→ Work item: The entries that follow should be duplicated in full, without a single alteration.

Provided records Block Start

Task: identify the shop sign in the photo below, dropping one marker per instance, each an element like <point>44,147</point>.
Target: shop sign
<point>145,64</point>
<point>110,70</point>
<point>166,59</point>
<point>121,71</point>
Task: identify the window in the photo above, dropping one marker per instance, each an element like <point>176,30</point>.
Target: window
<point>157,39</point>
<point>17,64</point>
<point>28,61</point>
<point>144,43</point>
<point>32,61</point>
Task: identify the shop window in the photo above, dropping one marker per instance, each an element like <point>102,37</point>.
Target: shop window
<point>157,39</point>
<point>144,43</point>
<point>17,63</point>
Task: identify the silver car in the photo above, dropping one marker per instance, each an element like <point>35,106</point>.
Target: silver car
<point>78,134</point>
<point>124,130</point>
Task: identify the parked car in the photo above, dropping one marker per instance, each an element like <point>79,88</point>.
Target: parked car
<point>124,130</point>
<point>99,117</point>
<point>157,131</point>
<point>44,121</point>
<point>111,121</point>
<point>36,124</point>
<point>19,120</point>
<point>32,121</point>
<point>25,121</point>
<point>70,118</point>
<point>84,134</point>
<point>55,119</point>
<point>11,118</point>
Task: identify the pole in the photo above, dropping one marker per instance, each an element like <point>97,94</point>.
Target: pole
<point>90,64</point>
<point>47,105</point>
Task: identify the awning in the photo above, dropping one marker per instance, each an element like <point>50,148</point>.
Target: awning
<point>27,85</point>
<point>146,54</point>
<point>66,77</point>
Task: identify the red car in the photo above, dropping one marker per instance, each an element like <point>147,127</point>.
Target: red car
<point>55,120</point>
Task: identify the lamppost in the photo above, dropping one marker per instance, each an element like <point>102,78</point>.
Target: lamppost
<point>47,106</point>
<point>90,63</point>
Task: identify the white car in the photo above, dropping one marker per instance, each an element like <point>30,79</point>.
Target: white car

Provided records Block End

→ Written reply:
Task: identify the shop sign in the photo below, dropping one marker per instance, each an element like <point>44,147</point>.
Target: shop sign
<point>145,64</point>
<point>110,70</point>
<point>166,59</point>
<point>121,71</point>
Task: identify the window in the photo above, dropping one marker per instance, each an element like <point>176,30</point>.
Target: window
<point>157,39</point>
<point>17,64</point>
<point>28,61</point>
<point>144,43</point>
<point>32,61</point>
Task: identify the shop window in the photo above, dropping one marker per instance, each an element like <point>102,37</point>.
Target: shop window
<point>157,39</point>
<point>144,43</point>
<point>17,63</point>
Task: identify the silver car in the photo above, dropping one marker per instance, each an element like <point>35,106</point>.
Target: silver car
<point>78,134</point>
<point>124,130</point>
Task: identify the parked car in the photo above, dropping one marker per instance, each an element like <point>79,88</point>.
Target: parked car
<point>124,130</point>
<point>99,117</point>
<point>157,131</point>
<point>44,121</point>
<point>111,121</point>
<point>36,124</point>
<point>19,120</point>
<point>32,121</point>
<point>25,121</point>
<point>70,118</point>
<point>84,134</point>
<point>55,119</point>
<point>11,118</point>
Task: identify the pole in the photo above, dropping one marker per instance, each an element like <point>97,94</point>.
Target: pole
<point>90,64</point>
<point>47,105</point>
Task: identify the awning in the photo above, dropping one marker per instance, each an element like <point>50,148</point>.
Target: awning
<point>27,85</point>
<point>146,54</point>
<point>66,77</point>
Task: identify the red car in the photo above, dropping one marker per instance, each an element like <point>147,127</point>.
Target: red car
<point>55,120</point>
Task: identify the lamppost in the photo above, dropping one marker per instance, each an element like <point>102,78</point>.
Target: lamppost
<point>47,106</point>
<point>90,63</point>
Task: identify the white car in the photo above, dropping one marker per instance, each an element like <point>30,79</point>.
Target: white car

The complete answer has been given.